Claro, se calmó y pudo contarme. Este hombre, que no pudo tener hijos con su mujer, intentó tener hijos con el resto de las mujeres. Y como todo el mundo sabe, esto funciona bien. Lo que él nunca sospechó era que en unos años más el sería uno de los hombres más famosos del país. Para entonces había "repartido suficientemente su simiente" como para que ningún abogado quisiera saber nada de su caso.
El Dr. X -llamémosle así- y más por doctor que por X, decidió que si su mujer no tenía hijos, alguien debería tenérselos. Y, textualmente, se dedicó al tema.
- Perdóneme: ¿me puede decir cuántos hijos tiene?
- No se -dijo X, como no siendo un tema con demasiado trascendencia.
- ¿Más de uno?
- Oh, claro... hasta donde conté llevaba nueve. Pero es posible que sean algunos más.
Me imaginaba a los periodistas chimenteros. A Crónica, tratando de verificar por distintas fuentes su titular de mañana "DR. X TUVO UNA DOCENA DE HIJOS EXTRAMATRIMONIALES ANTES DE SER MINISTRO". Y nuestro gobierno quedándose sin una parte importante de la negociación con el FMI, en medio de una inflación horrible y a horas de una nueva devaluación del peso.

● **EXTRACTOS DE FILAS**:

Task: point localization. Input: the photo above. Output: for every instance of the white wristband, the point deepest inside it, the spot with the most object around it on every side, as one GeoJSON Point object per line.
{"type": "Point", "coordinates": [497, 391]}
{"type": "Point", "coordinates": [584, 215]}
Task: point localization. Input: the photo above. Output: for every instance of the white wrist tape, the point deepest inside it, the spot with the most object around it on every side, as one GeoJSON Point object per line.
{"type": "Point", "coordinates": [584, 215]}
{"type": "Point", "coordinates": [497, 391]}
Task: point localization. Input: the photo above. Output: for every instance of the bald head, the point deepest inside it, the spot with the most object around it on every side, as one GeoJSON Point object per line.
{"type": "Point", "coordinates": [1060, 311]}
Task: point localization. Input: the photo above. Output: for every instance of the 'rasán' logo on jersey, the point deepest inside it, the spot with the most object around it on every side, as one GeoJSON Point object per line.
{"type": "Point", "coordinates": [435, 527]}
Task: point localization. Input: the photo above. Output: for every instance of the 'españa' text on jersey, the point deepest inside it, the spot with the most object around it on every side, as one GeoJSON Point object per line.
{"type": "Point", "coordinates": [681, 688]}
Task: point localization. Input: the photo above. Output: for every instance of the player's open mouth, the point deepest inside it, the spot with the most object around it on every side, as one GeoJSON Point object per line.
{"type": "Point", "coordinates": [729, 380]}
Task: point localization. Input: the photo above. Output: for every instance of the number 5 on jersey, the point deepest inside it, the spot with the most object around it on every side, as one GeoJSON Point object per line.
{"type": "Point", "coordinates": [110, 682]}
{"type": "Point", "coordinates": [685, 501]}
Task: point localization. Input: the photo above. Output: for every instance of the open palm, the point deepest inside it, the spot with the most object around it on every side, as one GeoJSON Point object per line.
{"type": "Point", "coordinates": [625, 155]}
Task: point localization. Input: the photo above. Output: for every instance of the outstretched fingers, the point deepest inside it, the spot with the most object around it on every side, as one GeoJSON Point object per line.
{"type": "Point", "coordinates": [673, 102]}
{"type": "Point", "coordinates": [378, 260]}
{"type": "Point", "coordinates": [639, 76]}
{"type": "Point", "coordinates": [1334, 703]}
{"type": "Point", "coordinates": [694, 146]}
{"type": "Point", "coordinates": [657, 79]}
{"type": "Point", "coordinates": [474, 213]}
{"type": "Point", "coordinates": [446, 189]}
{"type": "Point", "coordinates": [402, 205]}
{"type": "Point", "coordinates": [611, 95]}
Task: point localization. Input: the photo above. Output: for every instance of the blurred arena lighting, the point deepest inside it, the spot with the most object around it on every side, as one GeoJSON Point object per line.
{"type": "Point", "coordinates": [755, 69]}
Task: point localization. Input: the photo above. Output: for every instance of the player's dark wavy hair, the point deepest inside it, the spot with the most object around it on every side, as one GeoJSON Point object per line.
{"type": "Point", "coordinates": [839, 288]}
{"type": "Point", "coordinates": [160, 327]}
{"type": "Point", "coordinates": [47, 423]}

● **EJERCICIO 1**: Reescribe de forma más breve el párrafo del texto para leer que empieza con "Claro, se calmó y pudo contarme". Conserva sus hechos principales.
● **EJERCICIO 2**: Según el texto para leer, ¿cuántos hijos llevaba contados el Dr. X?
● **EJERCICIO 3**: Devuelve sin cambios el pasaje del texto para leer que comienza en las palabras "El Dr. X -llamémosle" y termina después de "dedicó al tema.".

● **ESPACIO DE RESPUESTA 1**: Ya calmado, el hombre pudo contar su historia. Como no pudo tener hijos con su esposa, intentó tenerlos con otras mujeres. Nunca sospechó que años después sería uno de los hombres más famosos del país. Para entonces había tenido tantos hijos que ningún abogado quería saber nada de su caso.

● **ESPACIO DE RESPUESTA 2**: Nueve, aunque es posible que sean algunos más.

● **ESPACIO DE RESPUESTA 3**:
El Dr. X -llamémosle así- y más por doctor que por X, decidió que si su mujer no tenía hijos, alguien debería tenérselos. Y, textualmente, se dedicó al tema.